PASSAGE PROVIDED:
Old WritersProcrastination is said to be common among those who write. In the course of writing this story I got up and made a coffee. Gave the cat a pat. Checked emails, replied to some. Read an article from the Washington Post a friend had posted on Facebook. Watched a tiny spider crawl up the wall. And now I’m thinking the wind is up, a storm’s about to break. Maybe I need to move the pot plants.

See what I mean?

It’s just so easy to put off writing that really, it’s a wonder anything is ever written. Nor is it surprising that many people who have delayed writing a book for whatever reason feel they’ve missed their chance.

But they haven’t. It’s the writing that matters. Not the age, as you’ll see in this list that follows.

DATASET EXCERPTS:
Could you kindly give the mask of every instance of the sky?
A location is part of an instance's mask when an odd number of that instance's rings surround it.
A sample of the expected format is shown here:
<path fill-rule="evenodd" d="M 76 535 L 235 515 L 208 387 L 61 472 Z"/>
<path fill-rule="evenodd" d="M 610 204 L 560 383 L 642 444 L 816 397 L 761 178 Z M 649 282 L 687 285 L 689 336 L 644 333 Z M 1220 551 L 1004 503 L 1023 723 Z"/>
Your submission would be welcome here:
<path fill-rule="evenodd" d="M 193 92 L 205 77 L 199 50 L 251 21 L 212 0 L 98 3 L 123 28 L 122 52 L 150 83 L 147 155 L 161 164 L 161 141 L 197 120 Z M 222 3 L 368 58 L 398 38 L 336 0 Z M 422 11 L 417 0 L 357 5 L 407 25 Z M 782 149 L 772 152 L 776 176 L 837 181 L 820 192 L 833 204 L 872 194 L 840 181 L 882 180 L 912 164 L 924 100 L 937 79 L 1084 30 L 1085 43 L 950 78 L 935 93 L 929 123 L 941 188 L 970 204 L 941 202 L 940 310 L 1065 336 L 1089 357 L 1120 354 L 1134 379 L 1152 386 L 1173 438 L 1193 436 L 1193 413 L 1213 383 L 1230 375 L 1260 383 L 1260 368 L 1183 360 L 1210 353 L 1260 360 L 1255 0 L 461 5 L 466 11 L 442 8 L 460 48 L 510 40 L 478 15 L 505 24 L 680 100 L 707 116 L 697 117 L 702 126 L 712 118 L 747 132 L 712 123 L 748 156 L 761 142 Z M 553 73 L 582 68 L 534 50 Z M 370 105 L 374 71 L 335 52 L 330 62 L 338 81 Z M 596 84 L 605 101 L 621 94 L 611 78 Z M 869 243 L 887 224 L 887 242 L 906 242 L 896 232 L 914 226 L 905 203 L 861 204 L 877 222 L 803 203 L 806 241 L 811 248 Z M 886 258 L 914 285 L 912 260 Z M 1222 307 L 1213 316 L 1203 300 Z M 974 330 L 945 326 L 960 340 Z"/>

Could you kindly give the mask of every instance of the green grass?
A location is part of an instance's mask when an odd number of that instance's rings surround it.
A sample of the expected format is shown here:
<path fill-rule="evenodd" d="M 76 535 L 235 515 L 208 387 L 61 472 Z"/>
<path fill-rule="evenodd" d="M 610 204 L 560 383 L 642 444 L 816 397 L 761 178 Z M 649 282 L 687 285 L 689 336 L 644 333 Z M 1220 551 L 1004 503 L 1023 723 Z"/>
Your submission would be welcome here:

AIM: Write the next part of the text about procrastination and writers who start late, picking up after its final sentence. The entries have nothing to do with the text about procrastination and writing.

EXERCISE OUTPUT:
To inspire you, here they are, some of the authors who didn’t start writing till later in life – in some cases, much later – and were successful, big-time:

Albert Facey

A returned soldier from WWI who worked as a tram driver, trolley bus driver and later, as poultry and pig farmer. He completed his memoir A Fortunate Life, on his 83rd birthday in 1977. It was published in 1981, just nine months before his death. During the initial days of its publication, Facey became a nationwide celebrity. He considered his life to be simple and ‘had no idea what all the fuss was about.’ A Fortunate Life sold 800,000 copies, is now considered a classic of Australian literature, and remains one of our best loved books.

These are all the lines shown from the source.